# AR-10(t)  Anyone have any experience with them.. I get mine tomorrow



## The91Bravo (Sep 30, 2010)

I traded a couple pistolas and am picking up my AR-10T tomorrow. The SOTIC buddy of mine has 4 and he was pistol short so I arrived at the right time.  He is a master craftsman, and he built my M24, so his tune up makes it even better.  I have done some reading on the AR-10, and have shot the M110 SASS, so I am actually excited to get this baby.

Any experienced users out there I would appreciate your input.

Also,
There is a Brand New DPMS AR-10 with Zero Round count for sale CHEAP from one of the guys at SFAUC.

pm me for details. I can arrange the two interested parties to discuss the matter.

And I will post pics ASAP


----------



## HOLLiS (Sep 30, 2010)

I have a AR10, older one.   Fun to shoot.  I preferred it over my M1A1 SOCOM (it was traded off).    Mine has a 16 in barrel.   For longer shooting I have a M1A1.


----------



## 8'Duece (Sep 30, 2010)

Not sure what modifications are on this AR10 that your speaking of. 

I own an LMT MWS MRP .308/7.62Nato.  You can't really beat it, unless maybe the RPR from LWRC.


----------



## AWP (Sep 30, 2010)

The91Bravo said:


> There is a Brand New DPMS AR-10 with Zero Round count for sale CHEAP from one of the guys at SFAUC.
> 
> pm me for details. I can arrange the two interested parties to discuss the matter.
> 
> And I will post pics ASAP



Damn...and I wasn't in the market for one until next year! Grrrrr.....


----------



## The91Bravo (Sep 30, 2010)

Free, FYI it is $850 to you fellow SFers, and $900 for any joe like me.  That is subject to change if he gets it sold, of course.  Let me know if I can help.


----------



## HOLLiS (Sep 30, 2010)

The91Bravo said:


> Free, FYI it is $850 to you fellow SFers, and $900 for any joe like me.  That is subject to change if he gets it sold, of course.  Let me know if I can help.

Entries shown:
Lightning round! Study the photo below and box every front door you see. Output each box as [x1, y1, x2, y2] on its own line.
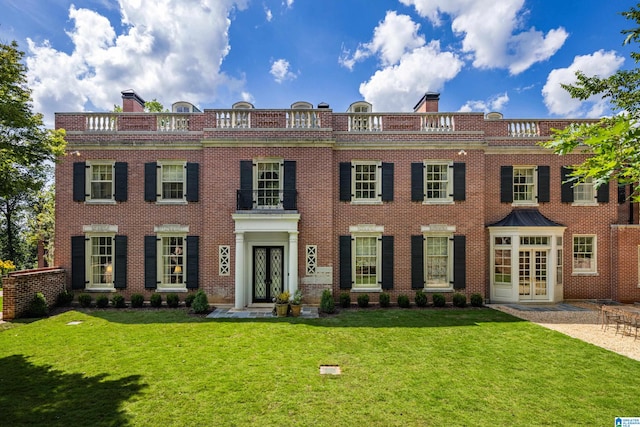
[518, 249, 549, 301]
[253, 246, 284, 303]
---
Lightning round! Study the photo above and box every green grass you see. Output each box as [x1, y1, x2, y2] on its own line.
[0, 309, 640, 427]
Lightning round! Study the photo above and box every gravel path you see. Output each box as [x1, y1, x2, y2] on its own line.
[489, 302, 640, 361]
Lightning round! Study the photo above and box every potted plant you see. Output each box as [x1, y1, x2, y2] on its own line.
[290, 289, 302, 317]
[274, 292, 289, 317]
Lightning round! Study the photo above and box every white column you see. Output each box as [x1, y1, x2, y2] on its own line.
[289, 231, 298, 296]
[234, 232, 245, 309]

Complete the following:
**a)** Could you copy the AR-10 thread word for word, beginning at "I have a AR10, older" and stopping after "8'Duece (Sep 30, 2010)"?
**b)** Would you go on with the AR-10 forum thread from the point where it stops?

Answers per task:
**a)**
I have a AR10, older one.   Fun to shoot.  I preferred it over my M1A1 SOCOM (it was traded off).    Mine has a 16 in barrel.   For longer shooting I have a M1A1.


----------



## 8'Duece (Sep 30, 2010)

**b)**
 
For a AR10, that is a sweet price.


----------



## The91Bravo (Sep 30, 2010)

He won it this last weekend and needs the $$ to pay for some of the toys he already has.  You know how it is...


----------



## 8'Duece (Sep 30, 2010)

Freefalling said:


> Damn...and I wasn't in the market for one until next year! Grrrrr.....



Personally I wouldn't buy anything with the name DPMS on it in 7.62 Nato.  Why you think he's sellin it ? 

That's just me.


----------



## policemedic (Sep 30, 2010)

8'Duece said:


> Not sure what modifications are on this AR10 that your speaking of.
> 
> I own an LMT MWS MRP .308/7.62Nato.  You can't really beat it, unless maybe the RPR from LWRC.


 
LWRC rocks.  Great people, and they make a hell of a rifle.  The REPR is smooth, fast, and dead-nuts accurate.  Pricey, but it's worth it.


----------



## The91Bravo (Sep 30, 2010)

8'Duece said:


> Personally I wouldn't buy anything with the name DPMS on it in 7.62 Nato.  Why you think he's sellin it ?
> 
> That's just me.


 
cuz he got it for free.. I would create my own raffle


----------



## EATIII (Oct 1, 2010)

8'Duece said:


> Personally I wouldn't buy anything with the name DPMS on it in 7.62 Nato.  Why you think he's sellin it ?
> 
> That's just me.



Well I guess I'm a lucky guy because I have one (20in bbl with a luppy ) and it is GTG. Next shoot it will change your mind (provided you come and or shoot);)

That is a GREAT PRICE 91b


----------



## pardus (Oct 1, 2010)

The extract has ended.